(Dataset entries)
------------------------------------------------

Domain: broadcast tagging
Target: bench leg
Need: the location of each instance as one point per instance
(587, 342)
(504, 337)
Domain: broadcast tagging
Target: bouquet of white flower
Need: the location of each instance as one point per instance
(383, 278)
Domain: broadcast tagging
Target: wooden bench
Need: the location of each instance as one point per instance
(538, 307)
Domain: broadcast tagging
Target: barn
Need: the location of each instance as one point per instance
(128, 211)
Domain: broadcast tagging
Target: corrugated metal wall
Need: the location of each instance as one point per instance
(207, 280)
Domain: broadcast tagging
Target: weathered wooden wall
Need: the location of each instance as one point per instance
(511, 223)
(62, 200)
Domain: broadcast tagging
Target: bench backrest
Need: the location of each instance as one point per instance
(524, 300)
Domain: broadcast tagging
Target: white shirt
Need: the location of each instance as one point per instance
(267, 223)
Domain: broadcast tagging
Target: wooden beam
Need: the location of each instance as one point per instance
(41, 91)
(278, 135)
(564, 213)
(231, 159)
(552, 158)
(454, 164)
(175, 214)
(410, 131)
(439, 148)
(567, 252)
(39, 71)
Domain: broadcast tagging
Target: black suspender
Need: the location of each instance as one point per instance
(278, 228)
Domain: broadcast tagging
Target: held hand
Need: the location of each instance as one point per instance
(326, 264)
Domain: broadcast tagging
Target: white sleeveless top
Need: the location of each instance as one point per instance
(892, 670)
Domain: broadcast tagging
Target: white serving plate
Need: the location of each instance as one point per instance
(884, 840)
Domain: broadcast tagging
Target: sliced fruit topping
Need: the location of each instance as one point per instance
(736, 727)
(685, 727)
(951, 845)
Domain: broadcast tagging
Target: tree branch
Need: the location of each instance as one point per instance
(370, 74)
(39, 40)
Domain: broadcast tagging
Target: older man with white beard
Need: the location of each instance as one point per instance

------------------------------------------------

Exactly as shown, repeat every record.

WRITTEN ANSWER:
Domain: broadcast tagging
Target: bench leg
Need: the location of each instance as one point per instance
(587, 342)
(504, 337)
Domain: broadcast tagging
Target: bouquet of white flower
Need: the location of each instance as one point per instance
(383, 278)
Domain: broadcast tagging
Target: wooden bench
Need: the location of each instance as one point per instance
(538, 307)
Domain: broadcast tagging
Target: barn
Need: the location of each instance as one point per instance
(128, 211)
Domain: broadcast tagging
Target: corrugated metal wall
Need: the location of each instance as one point per instance
(207, 280)
Domain: broadcast tagging
Target: weathered wooden wall
Need: the location of each instance as one point per instance
(511, 223)
(62, 200)
Domain: broadcast tagging
Target: bench backrest
Need: the location of each instance as one point per instance
(524, 300)
Domain: broadcast tagging
Target: white shirt
Need: the location of each instance as one point per instance
(267, 223)
Domain: broadcast tagging
Target: wooden beam
Need: the location of each instance as one point per instance
(41, 91)
(278, 135)
(564, 213)
(231, 159)
(552, 158)
(454, 164)
(175, 214)
(410, 131)
(439, 148)
(567, 252)
(39, 71)
Domain: broadcast tagging
Target: black suspender
Need: the location of each instance as one point per instance
(278, 228)
Domain: broadcast tagging
Target: held hand
Need: the location of each instance as one point per instance
(326, 264)
Domain: broadcast tagging
Target: white sleeveless top
Need: the location of each instance as one point per instance
(892, 670)
Domain: broadcast tagging
Target: white serving plate
Need: the location of each instance as one point per instance
(884, 840)
Domain: broadcast tagging
Target: sliced fruit topping
Need: the location of each instance as one point per instance
(736, 727)
(685, 727)
(951, 845)
Domain: broadcast tagging
Target: tree branch
Need: the location of each instance as one point per instance
(370, 74)
(39, 40)
Domain: broadcast tagging
Target: older man with white beard
Need: the location of each instance as one point per instance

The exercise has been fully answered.